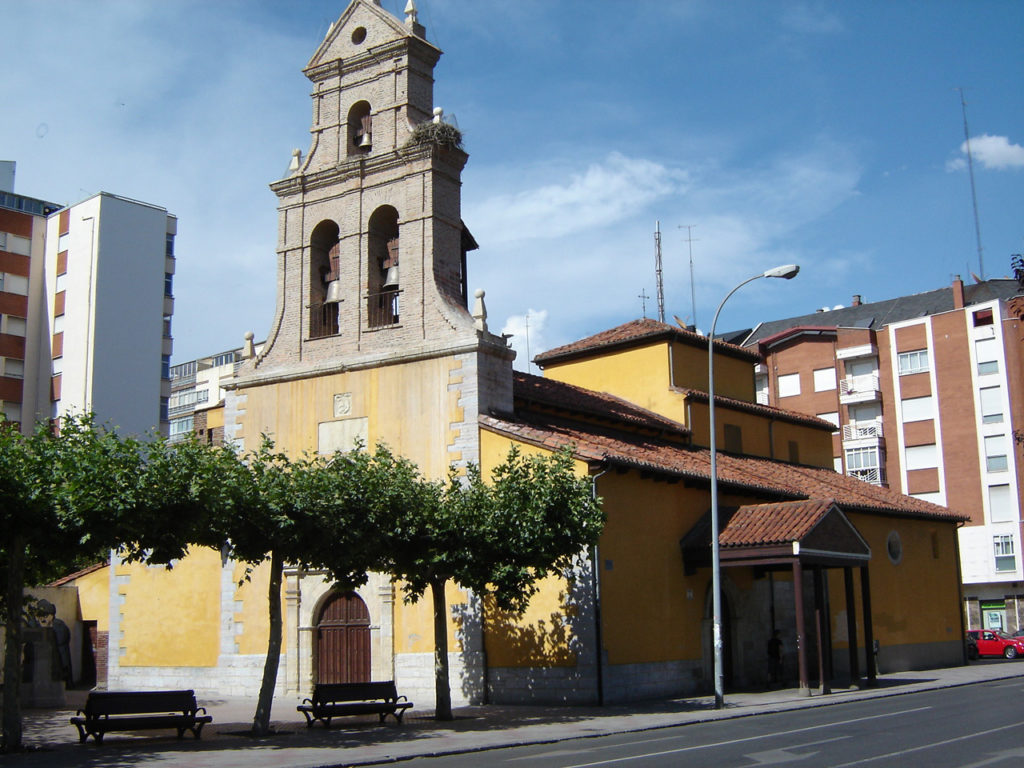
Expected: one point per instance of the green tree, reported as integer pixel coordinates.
(64, 497)
(498, 539)
(314, 512)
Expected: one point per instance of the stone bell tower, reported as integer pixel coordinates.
(372, 248)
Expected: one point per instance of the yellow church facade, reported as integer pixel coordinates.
(377, 339)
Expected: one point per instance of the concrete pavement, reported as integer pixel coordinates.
(53, 741)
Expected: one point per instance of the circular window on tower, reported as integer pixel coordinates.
(894, 548)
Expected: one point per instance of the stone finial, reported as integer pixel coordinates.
(248, 350)
(479, 311)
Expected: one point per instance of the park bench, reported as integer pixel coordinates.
(338, 699)
(133, 711)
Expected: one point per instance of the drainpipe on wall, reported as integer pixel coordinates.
(595, 584)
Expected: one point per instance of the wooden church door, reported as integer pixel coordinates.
(343, 640)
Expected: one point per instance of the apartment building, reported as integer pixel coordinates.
(925, 392)
(87, 317)
(198, 385)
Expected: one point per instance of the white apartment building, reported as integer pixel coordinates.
(91, 316)
(926, 392)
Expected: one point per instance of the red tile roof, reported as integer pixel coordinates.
(794, 417)
(622, 448)
(532, 391)
(635, 332)
(781, 522)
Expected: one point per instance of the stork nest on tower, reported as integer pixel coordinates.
(440, 133)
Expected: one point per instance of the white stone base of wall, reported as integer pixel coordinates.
(549, 685)
(233, 676)
(414, 677)
(634, 682)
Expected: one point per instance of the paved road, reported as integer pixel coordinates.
(975, 725)
(492, 728)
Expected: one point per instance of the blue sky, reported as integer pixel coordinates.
(825, 134)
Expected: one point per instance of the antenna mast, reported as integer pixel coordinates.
(657, 271)
(974, 196)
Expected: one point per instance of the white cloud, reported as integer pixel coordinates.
(616, 188)
(526, 332)
(995, 153)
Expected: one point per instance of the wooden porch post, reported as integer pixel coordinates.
(865, 599)
(821, 620)
(798, 594)
(851, 627)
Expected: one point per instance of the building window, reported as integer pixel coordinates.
(987, 353)
(833, 417)
(788, 385)
(761, 388)
(182, 425)
(1005, 557)
(733, 438)
(995, 453)
(991, 404)
(918, 409)
(824, 379)
(922, 457)
(11, 325)
(913, 363)
(1000, 504)
(13, 369)
(864, 464)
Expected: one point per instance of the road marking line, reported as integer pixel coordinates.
(748, 738)
(929, 747)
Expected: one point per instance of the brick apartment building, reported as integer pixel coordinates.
(925, 392)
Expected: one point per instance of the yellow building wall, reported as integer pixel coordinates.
(733, 378)
(409, 407)
(94, 597)
(914, 601)
(414, 623)
(254, 613)
(172, 617)
(639, 375)
(641, 570)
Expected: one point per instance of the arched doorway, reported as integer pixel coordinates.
(343, 640)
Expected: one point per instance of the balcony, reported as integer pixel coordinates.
(859, 389)
(873, 475)
(862, 430)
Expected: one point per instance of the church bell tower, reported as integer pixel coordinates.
(372, 247)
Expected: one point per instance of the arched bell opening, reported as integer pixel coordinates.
(325, 283)
(360, 138)
(382, 267)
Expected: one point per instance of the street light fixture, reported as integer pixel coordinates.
(786, 271)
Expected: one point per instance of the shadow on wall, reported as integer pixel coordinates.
(542, 642)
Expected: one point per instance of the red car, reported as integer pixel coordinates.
(994, 643)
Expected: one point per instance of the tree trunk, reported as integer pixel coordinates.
(261, 722)
(12, 653)
(442, 689)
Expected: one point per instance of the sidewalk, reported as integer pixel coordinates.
(53, 741)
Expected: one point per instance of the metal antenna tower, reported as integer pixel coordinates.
(657, 272)
(693, 300)
(974, 196)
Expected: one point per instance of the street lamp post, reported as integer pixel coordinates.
(786, 271)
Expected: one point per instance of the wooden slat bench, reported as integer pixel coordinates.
(339, 699)
(133, 711)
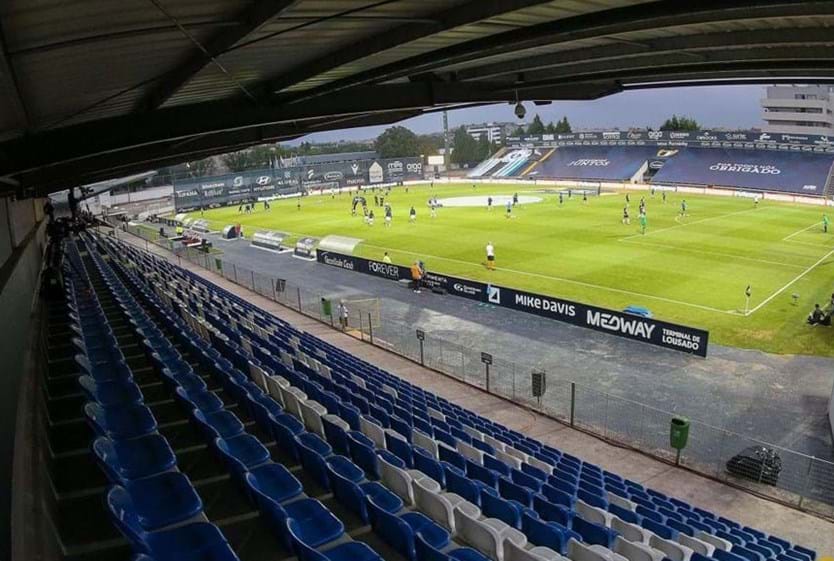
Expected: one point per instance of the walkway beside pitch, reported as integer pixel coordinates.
(748, 509)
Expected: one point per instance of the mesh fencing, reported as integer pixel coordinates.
(800, 480)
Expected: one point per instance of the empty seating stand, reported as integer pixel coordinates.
(323, 455)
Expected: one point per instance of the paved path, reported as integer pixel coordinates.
(744, 507)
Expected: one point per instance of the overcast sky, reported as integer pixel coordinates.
(711, 106)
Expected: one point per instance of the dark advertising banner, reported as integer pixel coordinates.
(793, 172)
(663, 334)
(751, 140)
(595, 162)
(251, 185)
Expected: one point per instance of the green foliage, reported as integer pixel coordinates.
(397, 142)
(465, 148)
(680, 124)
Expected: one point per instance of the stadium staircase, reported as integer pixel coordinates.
(828, 192)
(223, 433)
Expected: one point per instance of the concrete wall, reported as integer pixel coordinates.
(22, 240)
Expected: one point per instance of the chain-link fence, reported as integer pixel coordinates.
(766, 469)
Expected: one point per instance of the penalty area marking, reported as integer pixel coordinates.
(796, 278)
(560, 279)
(715, 253)
(683, 224)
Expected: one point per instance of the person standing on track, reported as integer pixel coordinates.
(490, 251)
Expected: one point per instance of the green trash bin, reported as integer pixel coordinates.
(679, 432)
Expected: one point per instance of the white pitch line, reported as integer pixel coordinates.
(682, 225)
(788, 237)
(716, 253)
(560, 279)
(799, 276)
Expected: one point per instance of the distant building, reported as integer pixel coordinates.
(798, 110)
(494, 132)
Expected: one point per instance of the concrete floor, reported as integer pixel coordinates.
(748, 509)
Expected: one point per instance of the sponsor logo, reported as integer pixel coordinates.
(768, 169)
(466, 289)
(384, 269)
(545, 304)
(680, 339)
(590, 162)
(339, 262)
(375, 173)
(493, 294)
(611, 322)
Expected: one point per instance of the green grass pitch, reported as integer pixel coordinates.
(691, 270)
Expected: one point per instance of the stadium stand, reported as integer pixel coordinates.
(763, 170)
(614, 163)
(434, 480)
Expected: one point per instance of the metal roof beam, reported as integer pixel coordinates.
(471, 12)
(695, 46)
(639, 17)
(9, 84)
(250, 20)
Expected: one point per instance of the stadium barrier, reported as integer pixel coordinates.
(805, 482)
(660, 333)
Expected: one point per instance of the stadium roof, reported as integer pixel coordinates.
(94, 89)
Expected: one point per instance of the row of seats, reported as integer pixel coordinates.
(491, 467)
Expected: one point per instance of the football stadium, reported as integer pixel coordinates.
(251, 315)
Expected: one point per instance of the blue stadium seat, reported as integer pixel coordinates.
(594, 534)
(312, 451)
(110, 393)
(242, 453)
(399, 531)
(552, 512)
(123, 460)
(303, 537)
(206, 401)
(547, 533)
(120, 422)
(158, 501)
(220, 424)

▶ [EXERCISE]
Print the full listing exactly, dropping the pictures.

▶ [ANSWER TO THE PROBLEM]
Expected: one point per instance of the green tree, reported as integer pixel coordinates.
(64, 497)
(498, 539)
(314, 512)
Expected: one point per instance of the stone bell tower, reported as integer pixel coordinates.
(372, 248)
Expected: one point per instance of the yellow church facade, reported as integer pixel coordinates.
(377, 339)
Expected: one point per instance of the concrete pavement, reported as integer pixel coordinates.
(53, 741)
Expected: one point per instance of the circular window on tower, reported as integer pixel coordinates.
(894, 548)
Expected: one point per instance of the stone finial, reported as integer pixel coordinates.
(248, 350)
(479, 311)
Expected: one point per instance of the park bench, reported as integer pixel coordinates.
(338, 699)
(133, 711)
Expected: one point per instance of the drainpipe on wall, reported as integer pixel coordinates.
(595, 584)
Expected: one point per instance of the wooden church door, reported as integer pixel coordinates.
(343, 640)
Expected: one point per instance of the apartment building, reported as integer pixel coordinates.
(925, 392)
(87, 317)
(198, 385)
Expected: one point per instance of the white apartment building, reported as integer pixel coordinates.
(91, 316)
(926, 392)
Expected: one point per instance of the red tile roof, reported as integer pixel coordinates.
(794, 417)
(622, 448)
(532, 391)
(635, 332)
(781, 522)
Expected: one point per instance of the stork nest on tower, reported as integer pixel coordinates.
(440, 133)
Expected: one point per instance of the white stone base of wall, reported as integer pixel coordinates.
(549, 685)
(233, 676)
(414, 677)
(634, 682)
Expected: one point per instance of the paved road, reported as integer pixel coordinates.
(975, 725)
(492, 728)
Expected: one point per instance of the blue sky, reported as integer pixel coordinates.
(825, 134)
Expected: one point per instance of the antenna mast, reported as integer pixel coordinates.
(657, 271)
(974, 196)
Expected: one point per instance of the white cloud, reported as integer pixel coordinates.
(616, 188)
(526, 332)
(995, 153)
Expected: one point per instance of the wooden porch post, reported as integer pixel coordinates.
(865, 599)
(821, 620)
(798, 594)
(851, 627)
Expected: one point per instance of the building window, reported as integer pixel coordinates.
(987, 353)
(833, 417)
(788, 385)
(761, 388)
(182, 425)
(1005, 557)
(733, 438)
(995, 453)
(991, 404)
(918, 409)
(824, 379)
(922, 457)
(11, 325)
(913, 363)
(1000, 504)
(13, 369)
(864, 464)
Expected: one point per instance of the road marking line, reported as integer pixel coordinates.
(748, 738)
(929, 747)
Expected: one point per instance of the brick apartment building, reported as integer pixel coordinates.
(925, 392)
Expected: one point per instance of the yellow building wall, reported as integer pixel coordinates.
(733, 378)
(409, 407)
(94, 597)
(914, 601)
(414, 623)
(254, 613)
(172, 617)
(639, 375)
(641, 570)
Expected: one point per instance of the arched doorway, reported as integer pixel coordinates.
(343, 640)
Expected: one point per instance of the balcony, reported as integer pixel coordinates.
(859, 389)
(873, 475)
(862, 430)
Expected: one point per instance of the church bell tower, reported as integer pixel coordinates.
(372, 247)
Expected: one point per instance of the arched bell opening, reported as integer pixel coordinates.
(325, 283)
(360, 138)
(382, 267)
Expected: one point per instance of the street light fixture, reported as integer pixel coordinates.
(786, 271)
Expected: one point per instance of the shadow on wall, reported as integer pixel coordinates.
(542, 642)
Expected: one point per instance of the red car, reported as integer pixel coordinates.
(994, 643)
Expected: one point per instance of the tree trunk, reported as integer pixel coordinates.
(261, 722)
(12, 653)
(442, 689)
Expected: one point per instance of the sidewalk, reported as integer pixel coordinates.
(53, 741)
Expected: one point per instance of the metal antenna tower, reported as integer pixel coordinates.
(657, 272)
(693, 300)
(974, 196)
Expected: one point per instance of the street lamp post, reported as integer pixel coordinates.
(786, 271)
Expected: one point per instance of the wooden slat bench, reported as integer pixel coordinates.
(339, 699)
(133, 711)
Expected: one point per instance of the walkway beside pitch, reported as integer pixel coordinates.
(748, 509)
Expected: one point per instance of the mesh fencing, reported as integer pixel coordinates.
(800, 480)
Expected: one point per instance of the empty seating stand, reported as integer pixel coordinates.
(323, 455)
Expected: one point per instance of the paved path, reported as integer pixel coordinates.
(744, 507)
Expected: one point per instance of the overcast sky, reported as integer pixel coordinates.
(711, 106)
Expected: one point per instance of the dark advertising banner, reported as integer pixel coordinates.
(793, 172)
(663, 334)
(751, 140)
(595, 162)
(251, 185)
Expected: one point per instance of the green foliage, reported as integer pixel coordinates.
(397, 142)
(465, 148)
(680, 124)
Expected: one point per instance of the stadium staircase, reported as integer pixel coordinates.
(828, 192)
(223, 433)
Expected: one point per instance of the concrete wall, reported as integer pixel coordinates.
(22, 240)
Expected: one point per instance of the chain-link fence, reported as integer pixel coordinates.
(766, 469)
Expected: one point per instance of the penalty area marking, reported as integer pixel coordinates.
(796, 278)
(560, 279)
(715, 253)
(683, 224)
Expected: one point per instance of the person standing on track, reported as integer pixel coordinates.
(490, 251)
Expected: one point per instance of the green trash bin, reported as integer pixel coordinates.
(679, 432)
Expected: one point per instance of the white pitch line, reported as integer pixel coordinates.
(682, 225)
(788, 237)
(716, 253)
(560, 279)
(799, 276)
Expected: one point per instance of the distant building, reported as integer pixel coordinates.
(798, 110)
(494, 132)
Expected: one point per instance of the concrete floor, reported as integer pixel coordinates.
(748, 509)
Expected: one point per instance of the sponsor logo, reported as integer pixel coordinates.
(768, 169)
(466, 289)
(384, 269)
(545, 304)
(680, 339)
(590, 162)
(339, 262)
(375, 173)
(493, 294)
(611, 322)
Expected: one point per instance of the green grass pitch, reported as integer pixel coordinates.
(691, 270)
Expected: one point per instance of the stadium stand, reported as integer pixel coordinates.
(763, 170)
(614, 163)
(434, 480)
Expected: one point per instance of the metal roof beam, reported as integer pixel coordinates.
(471, 12)
(695, 46)
(639, 17)
(9, 84)
(250, 20)
Expected: one point per instance of the stadium barrier, reported as integer pixel coordinates.
(805, 482)
(660, 333)
Expected: one point per instance of the stadium roof, reported as integer pixel coordinates.
(94, 89)
Expected: one point per instance of the row of seats, reported as integer pixel coordinates.
(491, 467)
Expected: one point per instance of the football stadium, reported as integer pixel coordinates.
(251, 315)
Expected: one point per instance of the blue stadium seat, reported as integer pixel coordinates.
(594, 534)
(312, 451)
(110, 393)
(242, 453)
(399, 531)
(552, 512)
(123, 460)
(303, 537)
(206, 401)
(547, 533)
(120, 422)
(158, 501)
(220, 424)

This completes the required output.